- Available records:
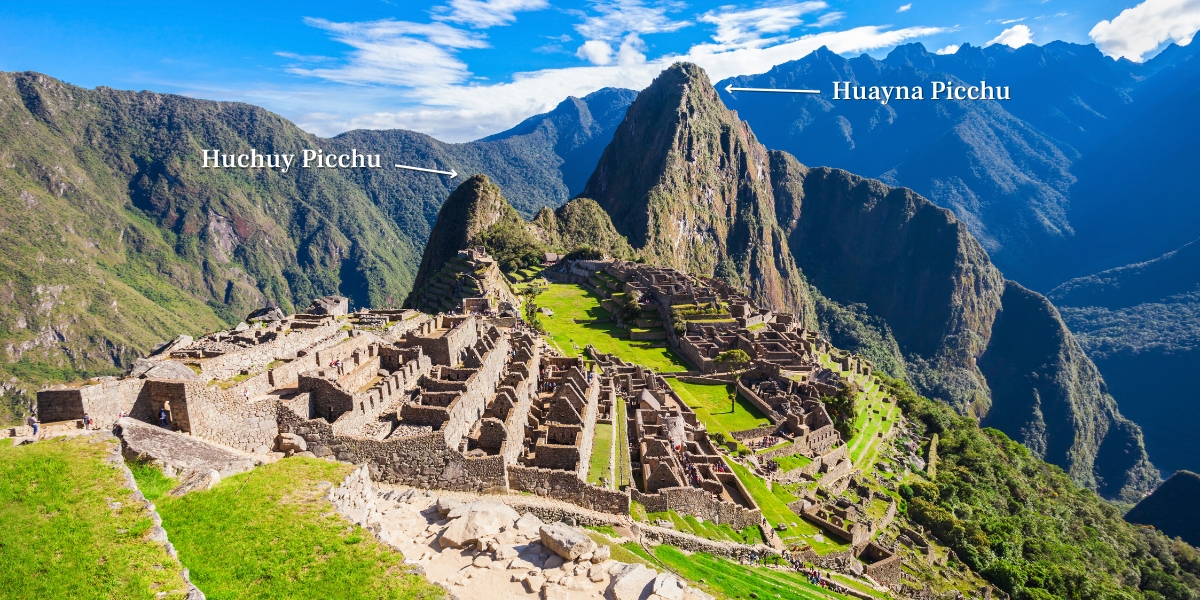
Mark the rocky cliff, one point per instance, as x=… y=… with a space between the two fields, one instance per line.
x=886 y=271
x=689 y=185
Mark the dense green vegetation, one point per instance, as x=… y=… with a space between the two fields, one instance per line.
x=269 y=534
x=579 y=321
x=1026 y=527
x=71 y=529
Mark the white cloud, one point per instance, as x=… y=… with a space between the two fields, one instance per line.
x=396 y=52
x=1014 y=36
x=430 y=93
x=1138 y=31
x=743 y=29
x=595 y=52
x=616 y=18
x=486 y=13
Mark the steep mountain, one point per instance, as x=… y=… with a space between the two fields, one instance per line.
x=688 y=184
x=477 y=215
x=581 y=223
x=1171 y=508
x=1140 y=323
x=1049 y=396
x=118 y=239
x=887 y=273
x=1042 y=180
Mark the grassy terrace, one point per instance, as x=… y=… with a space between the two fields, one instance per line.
x=601 y=455
x=270 y=534
x=717 y=407
x=61 y=537
x=726 y=579
x=773 y=504
x=580 y=321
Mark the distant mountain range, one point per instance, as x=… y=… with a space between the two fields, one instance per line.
x=1068 y=178
x=125 y=241
x=117 y=239
x=1089 y=168
x=881 y=269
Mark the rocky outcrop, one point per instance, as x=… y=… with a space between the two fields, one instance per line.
x=198 y=463
x=473 y=208
x=1048 y=395
x=689 y=185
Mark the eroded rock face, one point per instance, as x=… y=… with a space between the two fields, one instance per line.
x=177 y=454
x=567 y=541
x=479 y=520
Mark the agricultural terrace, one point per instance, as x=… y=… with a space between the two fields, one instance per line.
x=773 y=502
x=579 y=321
x=72 y=529
x=269 y=533
x=719 y=407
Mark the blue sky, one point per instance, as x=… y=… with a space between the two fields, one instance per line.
x=460 y=70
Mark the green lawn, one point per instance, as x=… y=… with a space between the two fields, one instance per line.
x=270 y=534
x=726 y=579
x=792 y=462
x=573 y=303
x=601 y=455
x=61 y=538
x=713 y=407
x=707 y=529
x=773 y=504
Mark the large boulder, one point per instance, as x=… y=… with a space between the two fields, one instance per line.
x=565 y=540
x=175 y=454
x=479 y=520
x=633 y=582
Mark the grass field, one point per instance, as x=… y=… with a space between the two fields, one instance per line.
x=726 y=579
x=270 y=534
x=601 y=455
x=712 y=406
x=773 y=504
x=707 y=529
x=580 y=321
x=61 y=535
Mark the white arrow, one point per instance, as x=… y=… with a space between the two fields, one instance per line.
x=731 y=89
x=451 y=172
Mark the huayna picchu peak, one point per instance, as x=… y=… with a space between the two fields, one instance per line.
x=642 y=357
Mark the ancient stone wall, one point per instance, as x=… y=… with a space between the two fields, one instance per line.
x=775 y=418
x=564 y=485
x=420 y=461
x=256 y=358
x=103 y=402
x=695 y=502
x=480 y=387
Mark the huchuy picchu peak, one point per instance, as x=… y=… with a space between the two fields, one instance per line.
x=715 y=372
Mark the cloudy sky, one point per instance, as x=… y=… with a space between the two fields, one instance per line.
x=461 y=70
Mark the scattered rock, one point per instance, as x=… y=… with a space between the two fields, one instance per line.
x=669 y=587
x=480 y=520
x=565 y=540
x=534 y=583
x=528 y=522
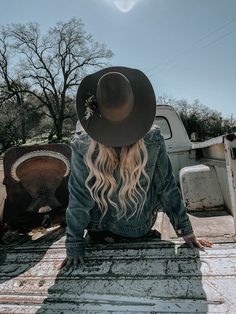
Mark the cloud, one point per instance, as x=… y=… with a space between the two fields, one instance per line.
x=123 y=5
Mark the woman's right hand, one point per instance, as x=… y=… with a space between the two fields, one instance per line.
x=73 y=262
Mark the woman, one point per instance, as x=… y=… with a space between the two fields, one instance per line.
x=120 y=171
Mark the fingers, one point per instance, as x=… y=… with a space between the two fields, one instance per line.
x=205 y=242
x=190 y=243
x=73 y=262
x=201 y=243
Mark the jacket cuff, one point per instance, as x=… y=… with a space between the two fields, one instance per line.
x=184 y=233
x=75 y=249
x=190 y=235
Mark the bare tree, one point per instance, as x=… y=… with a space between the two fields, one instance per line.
x=53 y=65
x=11 y=88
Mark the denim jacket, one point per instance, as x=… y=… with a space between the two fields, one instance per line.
x=83 y=213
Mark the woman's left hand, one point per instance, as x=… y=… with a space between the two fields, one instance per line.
x=193 y=241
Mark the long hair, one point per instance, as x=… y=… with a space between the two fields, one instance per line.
x=129 y=161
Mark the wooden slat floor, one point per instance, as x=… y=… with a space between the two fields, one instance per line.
x=152 y=276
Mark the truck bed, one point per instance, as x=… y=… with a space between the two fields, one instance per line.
x=155 y=275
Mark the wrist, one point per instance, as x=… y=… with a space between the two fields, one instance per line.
x=188 y=236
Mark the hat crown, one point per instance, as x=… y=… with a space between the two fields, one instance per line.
x=115 y=96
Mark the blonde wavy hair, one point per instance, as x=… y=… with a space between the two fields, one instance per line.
x=130 y=163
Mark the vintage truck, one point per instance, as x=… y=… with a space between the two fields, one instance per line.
x=158 y=274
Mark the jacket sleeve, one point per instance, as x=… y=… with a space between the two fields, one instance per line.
x=170 y=196
x=80 y=204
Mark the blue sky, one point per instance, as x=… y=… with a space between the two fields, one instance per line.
x=186 y=47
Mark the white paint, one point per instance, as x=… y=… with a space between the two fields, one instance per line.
x=200 y=188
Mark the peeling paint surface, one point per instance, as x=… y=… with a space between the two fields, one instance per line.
x=152 y=276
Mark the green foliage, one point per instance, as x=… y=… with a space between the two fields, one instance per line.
x=199 y=119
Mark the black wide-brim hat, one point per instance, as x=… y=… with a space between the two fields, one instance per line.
x=90 y=102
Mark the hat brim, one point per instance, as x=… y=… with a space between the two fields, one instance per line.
x=135 y=126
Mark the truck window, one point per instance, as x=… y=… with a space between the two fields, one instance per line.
x=163 y=123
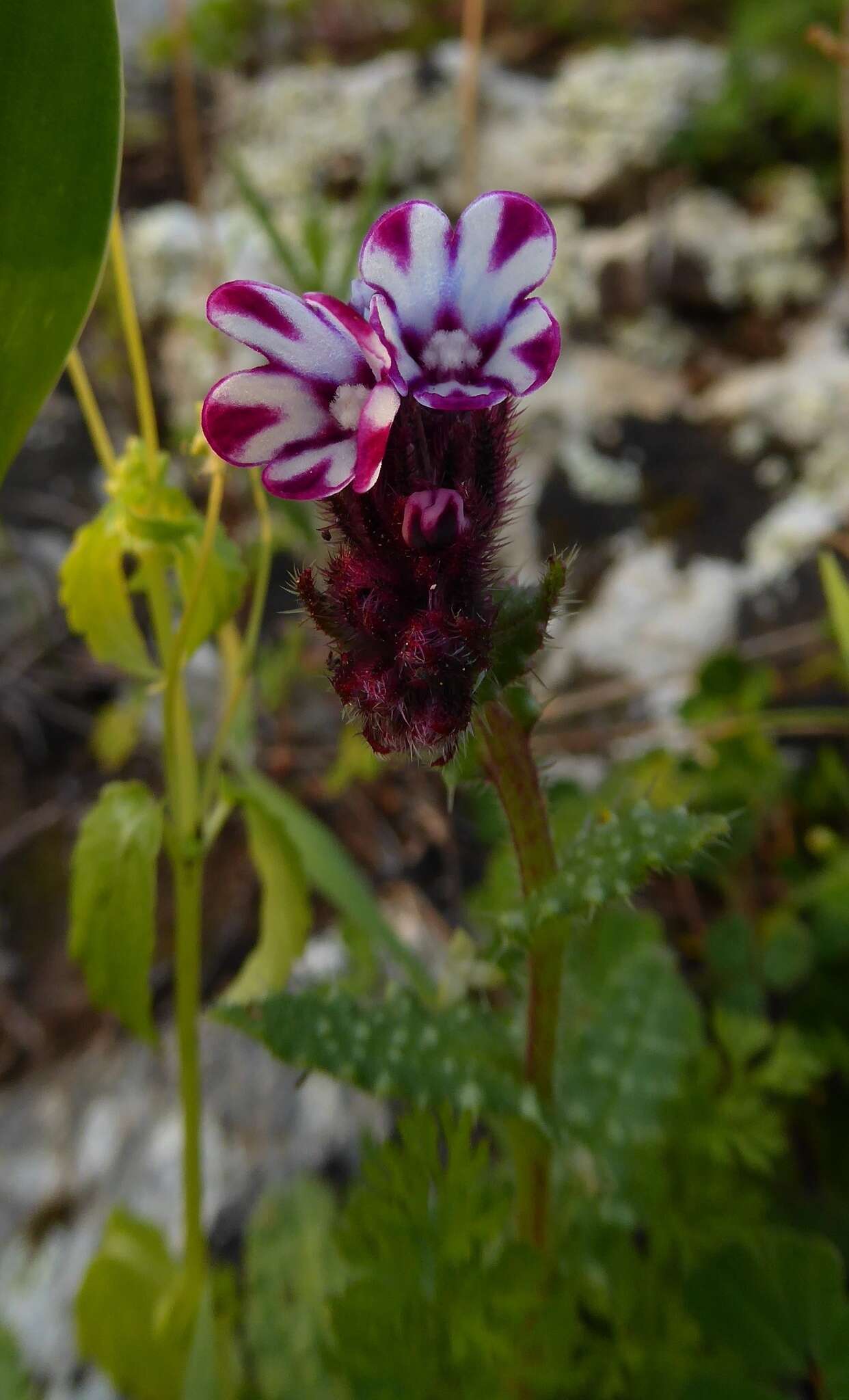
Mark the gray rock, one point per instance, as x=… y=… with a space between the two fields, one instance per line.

- Written problem:
Pull every line of text from the records above, unchanged, and leave the pictures out.

- Written response:
Mark the rocky cliff, one point per instance, as x=… y=… with a space between the two fields, one instance per line.
x=886 y=271
x=689 y=185
Mark the dense green vegetation, one point per instance, as x=… y=… with a space between the two fields, one instance per line.
x=269 y=534
x=579 y=321
x=1026 y=527
x=71 y=529
Mark the white cloud, one point per instance, as x=… y=… with a space between the two fields, one instance per line.
x=396 y=52
x=1014 y=36
x=430 y=93
x=1138 y=31
x=743 y=29
x=595 y=52
x=616 y=18
x=486 y=13
Mark the steep mountain, one point per instance, as x=… y=… with a space between the two fields, one instance per line.
x=688 y=184
x=477 y=215
x=581 y=223
x=1171 y=508
x=1140 y=323
x=1049 y=396
x=118 y=239
x=887 y=273
x=1042 y=180
Mark the grassy terrace, one point per instance, as x=… y=… with a space between the two fields, one instance per line.
x=601 y=455
x=270 y=534
x=717 y=407
x=61 y=537
x=726 y=579
x=773 y=504
x=580 y=321
Mark the distant mountain range, one point per instance, as x=… y=… with a space between the two fields, one instance per line.
x=1068 y=178
x=125 y=241
x=117 y=239
x=1089 y=168
x=881 y=269
Mark the rocky outcrop, one point per instance, as x=… y=… with a space between the two fields, one instance per line.
x=198 y=463
x=473 y=208
x=1048 y=395
x=689 y=185
Mark the eroded rock face, one point per instance, as x=… y=… with a space between the two fields, one instance per line.
x=177 y=454
x=567 y=541
x=479 y=520
Mark the agricultural terrace, one point per instance, as x=… y=… with a space between the two fields, one instance per line.
x=773 y=502
x=579 y=321
x=72 y=529
x=269 y=533
x=719 y=407
Mark the blue sky, one point per instance, as x=… y=… with a space between the two fields, one instance per line.
x=460 y=70
Mark the green lawn, one point per instance, as x=… y=… with a space between the two fields, one instance per line.
x=270 y=534
x=726 y=579
x=792 y=462
x=573 y=303
x=601 y=455
x=61 y=538
x=713 y=407
x=707 y=529
x=773 y=504
Mark the large boulder, one point per instance, as x=… y=… with a space between the two fields, one instance per line.
x=565 y=540
x=175 y=454
x=479 y=520
x=633 y=582
Mark the grass field, one point per instance, as x=… y=… with a space between the two fields, one instance per line.
x=726 y=579
x=270 y=534
x=601 y=455
x=712 y=406
x=773 y=504
x=707 y=529
x=580 y=321
x=61 y=535
Mark the white arrow, one point per instance, as x=… y=… with a space between the two fields, one instance per line.
x=731 y=89
x=451 y=172
Mark the huayna picchu peak, one point per instance, as x=… y=… with a space between the two fields, one instance per line.
x=642 y=357
Mark the ancient stone wall, one point per instance, as x=… y=… with a space between the two fields, one instance per line.
x=775 y=418
x=564 y=485
x=420 y=461
x=256 y=358
x=103 y=402
x=695 y=502
x=480 y=387
Mark the huchuy picchu peak, one point per instance, as x=… y=… with a space between the two fields, one instance per line.
x=715 y=372
Mark the cloudy sky, one point per instance, as x=… y=… with a space between the two fields, one instance per line.
x=461 y=70
Mark the scattered rock, one point per instance, as x=… y=… with a space between the two fields, one instance per line.
x=669 y=587
x=480 y=520
x=565 y=540
x=534 y=583
x=528 y=522
Mark the cloud, one point per instance, as x=… y=… with a space between the two fields, one instance per line.
x=123 y=5
Mark the woman's right hand, one point per instance, as x=… y=… with a space between the two fields, one instance per line.
x=73 y=262
Mark the woman, one point per instance, as x=… y=… with a space between the two fields, one instance per line.
x=120 y=171
Mark the fingers, one point per instance, as x=… y=… with a space between the two fields, one instance per line.
x=205 y=242
x=190 y=243
x=73 y=262
x=201 y=243
Mark the jacket cuff, one point per instance, as x=… y=… with a space between the two fields, one instance per line.
x=184 y=233
x=75 y=249
x=190 y=235
Mark the bare tree, one point per instance, as x=… y=… with a space between the two fields, one instance per line.
x=53 y=65
x=11 y=88
Mark the denim jacket, one point per instance, as x=… y=… with a space between the two fields, one instance per line.
x=83 y=213
Mark the woman's left hand, one point per instance, as x=… y=… with a space between the two fields, one instance per line.
x=193 y=241
Mark the long hair, one point per instance, as x=… y=… with a space between the two fields, one instance per line.
x=129 y=161
Mark the wooden slat floor, one point per instance, as x=… y=… with a space between the two fields, one instance per line.
x=152 y=276
Mark the truck bed, one point per instance, as x=… y=… with a space between the two fields, one instance per line.
x=155 y=275
Mark the wrist, one point per instance, as x=… y=… with a space between the two fields, one instance per line.
x=188 y=236
Mark the hat crown, one point per instance, as x=… y=… with a space between the two fields, one instance per line.
x=115 y=96
Mark the blonde wavy hair, one point per instance, as x=… y=… with a space between the two fields, one instance per line.
x=130 y=163
Mark the vintage truck, one point per instance, as x=… y=… with a space between the two fields, one instance per line.
x=158 y=274
Mark the jacket sleeve, one point per instance, as x=… y=… with a space between the two fields, one instance per line.
x=170 y=196
x=80 y=204
Mark the blue sky, one point per instance, as x=… y=… with a space between the two fields, one instance per line.
x=186 y=47
Mark the white paint, one point per instance, as x=… y=… with a space between the two fields, one instance per line.
x=200 y=188
Mark the peeling paint surface, one point per instance, as x=… y=… with a space between the two fields, one instance per line.
x=152 y=276
Mark the green foliage, one point per instance, as x=… y=… with a space between the two fields, one instance per line.
x=199 y=119
Mark the black wide-brim hat, one point per instance, as x=… y=… with a space between the two fields, one instance per line.
x=90 y=102
Mark the hat brim, one point per instance, as x=… y=… with a space between the two fields, one instance per line.
x=135 y=126
Mark the truck window, one point per instance, as x=… y=… with a space between the two fields, one instance per line.
x=163 y=123
Mark the gray rock, one point per instance, as x=… y=… with a space between the two fields, one instance per line.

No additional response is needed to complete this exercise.